Reproduce the entries verbatim, starting at the line that contains "point: black shoe" and continuing through the end of the entries, with both ends included. Omit any pictures from the reproduction.

(Source data)
# # #
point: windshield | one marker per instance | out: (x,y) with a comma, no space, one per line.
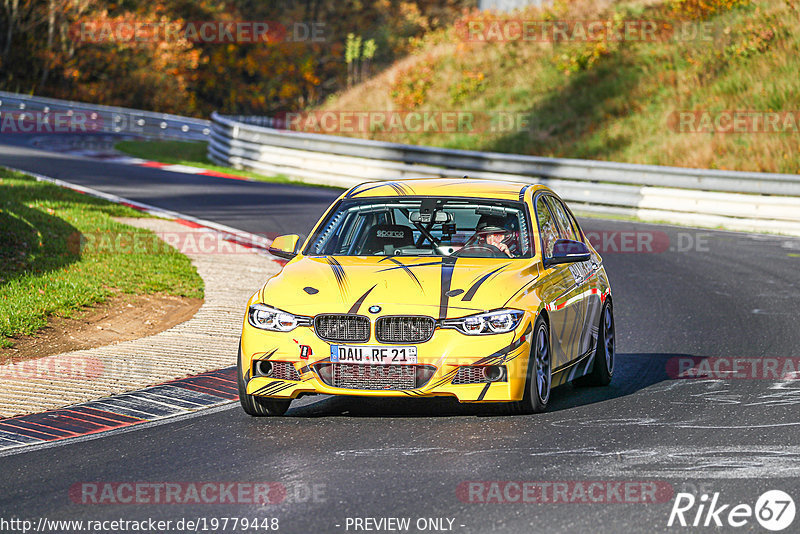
(409,226)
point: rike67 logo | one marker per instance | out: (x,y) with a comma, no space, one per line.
(774,510)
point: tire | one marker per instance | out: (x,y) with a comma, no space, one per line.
(253,404)
(539,376)
(605,353)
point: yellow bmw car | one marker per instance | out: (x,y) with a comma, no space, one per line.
(485,291)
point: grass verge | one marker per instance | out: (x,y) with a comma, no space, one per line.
(44,272)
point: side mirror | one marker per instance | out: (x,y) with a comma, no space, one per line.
(567,251)
(285,246)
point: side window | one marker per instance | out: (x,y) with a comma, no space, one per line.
(547,227)
(567,230)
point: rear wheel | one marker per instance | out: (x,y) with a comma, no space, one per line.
(253,404)
(605,353)
(539,375)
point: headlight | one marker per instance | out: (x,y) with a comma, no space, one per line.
(266,318)
(496,322)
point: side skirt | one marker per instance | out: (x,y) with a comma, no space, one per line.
(576,369)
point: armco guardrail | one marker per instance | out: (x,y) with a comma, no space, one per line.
(109,119)
(760,202)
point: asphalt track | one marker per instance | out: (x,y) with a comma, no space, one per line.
(728,295)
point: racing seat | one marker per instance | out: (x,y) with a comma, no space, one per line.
(386,238)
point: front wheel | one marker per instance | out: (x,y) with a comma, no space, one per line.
(253,404)
(539,375)
(605,353)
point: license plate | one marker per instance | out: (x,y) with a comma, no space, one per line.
(373,354)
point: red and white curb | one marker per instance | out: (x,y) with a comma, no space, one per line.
(171,399)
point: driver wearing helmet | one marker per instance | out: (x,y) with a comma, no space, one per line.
(495,232)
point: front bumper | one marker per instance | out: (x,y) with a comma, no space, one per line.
(447,351)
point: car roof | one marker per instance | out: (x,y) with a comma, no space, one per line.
(444,187)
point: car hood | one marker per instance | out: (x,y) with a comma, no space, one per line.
(434,286)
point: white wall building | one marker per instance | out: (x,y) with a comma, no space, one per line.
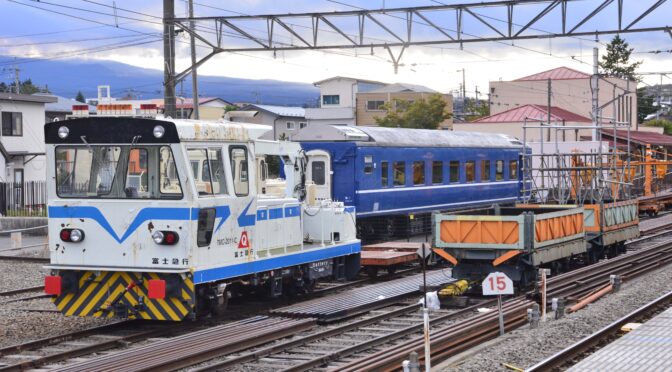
(22,137)
(338,100)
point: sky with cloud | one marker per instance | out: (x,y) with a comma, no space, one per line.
(90,29)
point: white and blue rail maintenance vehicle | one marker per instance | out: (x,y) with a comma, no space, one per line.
(166,219)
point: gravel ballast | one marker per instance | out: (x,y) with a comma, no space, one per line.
(525,347)
(18,326)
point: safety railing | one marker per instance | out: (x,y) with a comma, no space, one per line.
(23,199)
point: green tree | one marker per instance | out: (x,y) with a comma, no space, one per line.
(666,124)
(422,113)
(476,109)
(617,61)
(645,105)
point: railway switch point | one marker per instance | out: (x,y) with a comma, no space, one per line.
(615,281)
(534,315)
(412,364)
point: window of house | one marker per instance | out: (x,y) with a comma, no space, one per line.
(375,105)
(368,164)
(437,172)
(238,155)
(12,124)
(384,173)
(499,170)
(331,99)
(470,170)
(418,172)
(399,170)
(485,170)
(454,171)
(513,170)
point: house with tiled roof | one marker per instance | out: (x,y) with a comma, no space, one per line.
(570,90)
(512,121)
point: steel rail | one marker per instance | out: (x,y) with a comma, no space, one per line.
(564,357)
(13,292)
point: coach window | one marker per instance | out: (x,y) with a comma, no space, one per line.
(368,164)
(239,168)
(513,170)
(470,170)
(399,169)
(437,172)
(454,171)
(499,170)
(418,173)
(485,170)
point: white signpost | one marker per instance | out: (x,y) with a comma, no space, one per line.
(498,284)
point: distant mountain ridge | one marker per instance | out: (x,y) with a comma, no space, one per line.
(67,77)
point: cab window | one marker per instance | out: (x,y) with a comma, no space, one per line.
(207,171)
(238,156)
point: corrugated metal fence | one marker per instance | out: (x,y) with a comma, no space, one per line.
(23,199)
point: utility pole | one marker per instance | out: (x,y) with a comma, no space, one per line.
(194,74)
(476,88)
(660,87)
(169,58)
(17,81)
(548,115)
(595,81)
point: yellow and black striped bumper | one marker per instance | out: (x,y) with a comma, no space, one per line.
(126,294)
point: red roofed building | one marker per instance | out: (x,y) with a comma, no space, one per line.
(511,122)
(570,91)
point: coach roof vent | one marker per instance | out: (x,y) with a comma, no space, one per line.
(331,133)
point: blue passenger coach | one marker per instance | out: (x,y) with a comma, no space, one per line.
(395,177)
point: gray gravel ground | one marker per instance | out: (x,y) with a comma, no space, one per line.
(20,326)
(524,347)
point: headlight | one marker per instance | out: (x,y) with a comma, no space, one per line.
(157,236)
(63,132)
(159,131)
(76,235)
(72,235)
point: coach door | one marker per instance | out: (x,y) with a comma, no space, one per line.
(319,172)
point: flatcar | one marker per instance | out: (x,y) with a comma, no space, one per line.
(166,219)
(395,177)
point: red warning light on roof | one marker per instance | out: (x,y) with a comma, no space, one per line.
(244,242)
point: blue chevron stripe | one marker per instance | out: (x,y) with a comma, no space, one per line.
(145,214)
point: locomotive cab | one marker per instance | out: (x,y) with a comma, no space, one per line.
(164,219)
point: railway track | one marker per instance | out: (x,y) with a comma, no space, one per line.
(571,286)
(338,345)
(24,259)
(569,356)
(402,330)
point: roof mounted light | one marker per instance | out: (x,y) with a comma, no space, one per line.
(159,131)
(63,132)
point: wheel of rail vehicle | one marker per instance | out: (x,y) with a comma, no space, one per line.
(372,271)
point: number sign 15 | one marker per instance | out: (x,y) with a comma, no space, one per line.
(497,284)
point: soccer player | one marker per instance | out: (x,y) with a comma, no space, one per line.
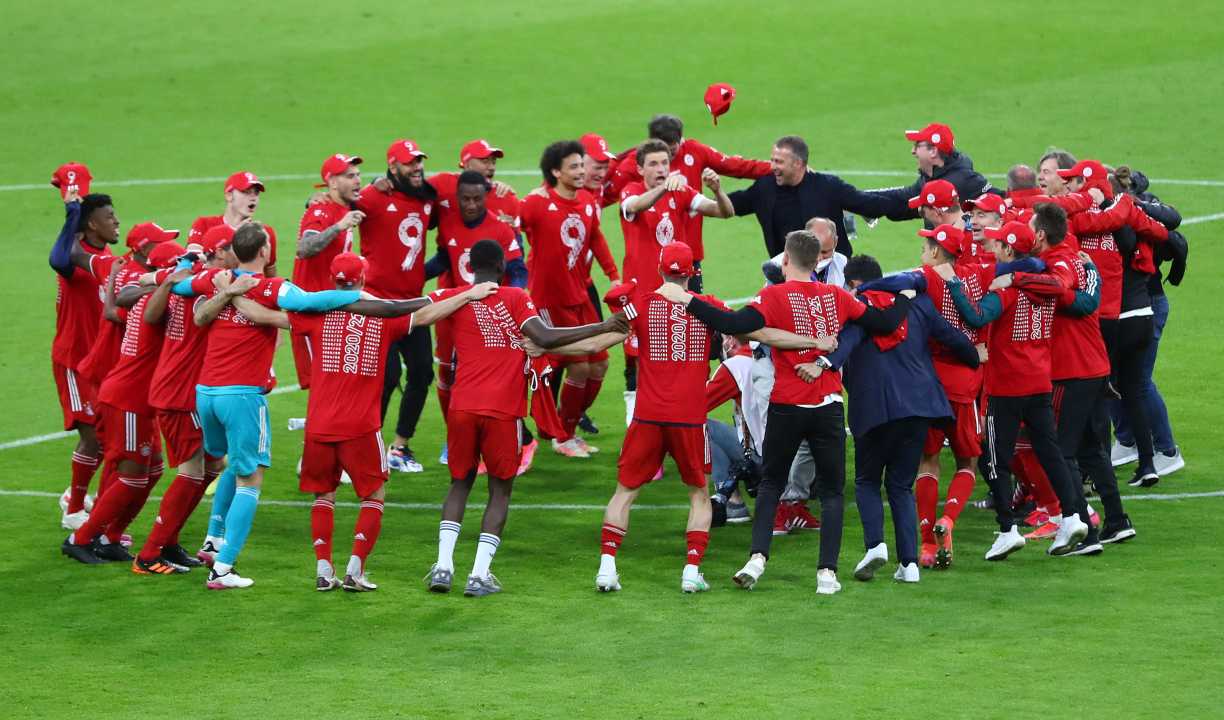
(487,408)
(242,191)
(799,410)
(343,427)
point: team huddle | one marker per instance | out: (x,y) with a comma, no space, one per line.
(1029,316)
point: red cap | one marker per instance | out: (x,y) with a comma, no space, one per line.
(479,150)
(950,238)
(596,147)
(217,238)
(404,151)
(349,267)
(337,164)
(717,99)
(143,234)
(1017,235)
(71,176)
(936,194)
(676,260)
(936,134)
(164,254)
(242,181)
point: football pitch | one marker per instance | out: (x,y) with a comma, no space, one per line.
(163,101)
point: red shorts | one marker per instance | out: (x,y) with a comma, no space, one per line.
(471,437)
(364,458)
(574,316)
(646,445)
(77,397)
(304,358)
(129,436)
(963,432)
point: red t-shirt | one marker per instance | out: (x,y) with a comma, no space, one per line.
(559,234)
(393,241)
(808,309)
(673,359)
(347,376)
(649,232)
(313,273)
(490,360)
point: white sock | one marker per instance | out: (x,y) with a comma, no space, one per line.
(486,547)
(448,534)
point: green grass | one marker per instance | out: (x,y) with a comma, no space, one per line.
(147,91)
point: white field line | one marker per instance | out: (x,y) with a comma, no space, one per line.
(306,503)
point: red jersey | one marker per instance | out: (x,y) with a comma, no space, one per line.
(673,359)
(313,273)
(490,360)
(347,376)
(646,233)
(808,309)
(393,241)
(559,233)
(690,159)
(78,307)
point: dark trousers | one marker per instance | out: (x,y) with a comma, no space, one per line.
(1083,437)
(825,431)
(890,453)
(1004,415)
(416,352)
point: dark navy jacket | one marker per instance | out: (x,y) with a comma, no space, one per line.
(901,382)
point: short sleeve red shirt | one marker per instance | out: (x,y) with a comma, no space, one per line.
(808,309)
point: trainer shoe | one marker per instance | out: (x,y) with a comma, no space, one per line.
(1005,544)
(1123,454)
(873,561)
(440,579)
(1168,464)
(1071,530)
(1119,533)
(82,554)
(480,587)
(158,566)
(570,448)
(402,459)
(826,582)
(230,581)
(752,572)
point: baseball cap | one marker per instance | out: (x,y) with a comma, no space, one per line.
(950,238)
(596,147)
(71,176)
(145,234)
(936,134)
(404,151)
(717,99)
(936,194)
(1017,235)
(676,260)
(335,165)
(242,181)
(349,267)
(479,150)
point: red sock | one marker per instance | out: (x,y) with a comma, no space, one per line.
(959,492)
(697,541)
(83,467)
(322,523)
(175,505)
(611,539)
(369,525)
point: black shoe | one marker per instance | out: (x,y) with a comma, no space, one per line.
(179,555)
(1119,533)
(82,554)
(113,552)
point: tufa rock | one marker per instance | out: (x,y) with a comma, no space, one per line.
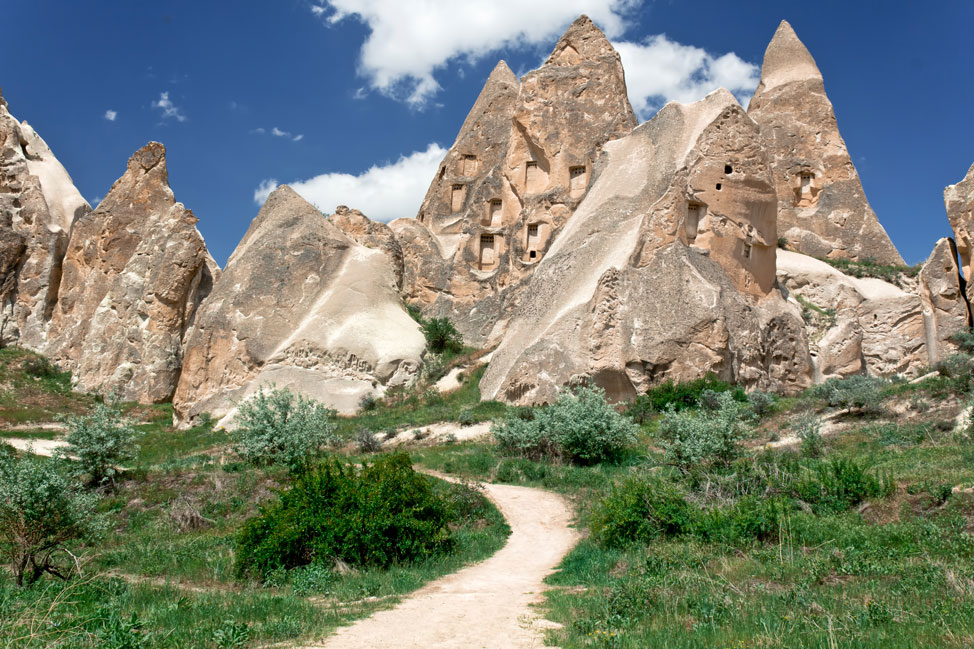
# # #
#### Written solution:
point: black shoe | one marker per instance | out: (x,y) with a comma, no space, one per line.
(179,555)
(1119,533)
(82,554)
(113,552)
point: tufa rock | one marker per instance | out: (x,y) with a comma, no space, one per line.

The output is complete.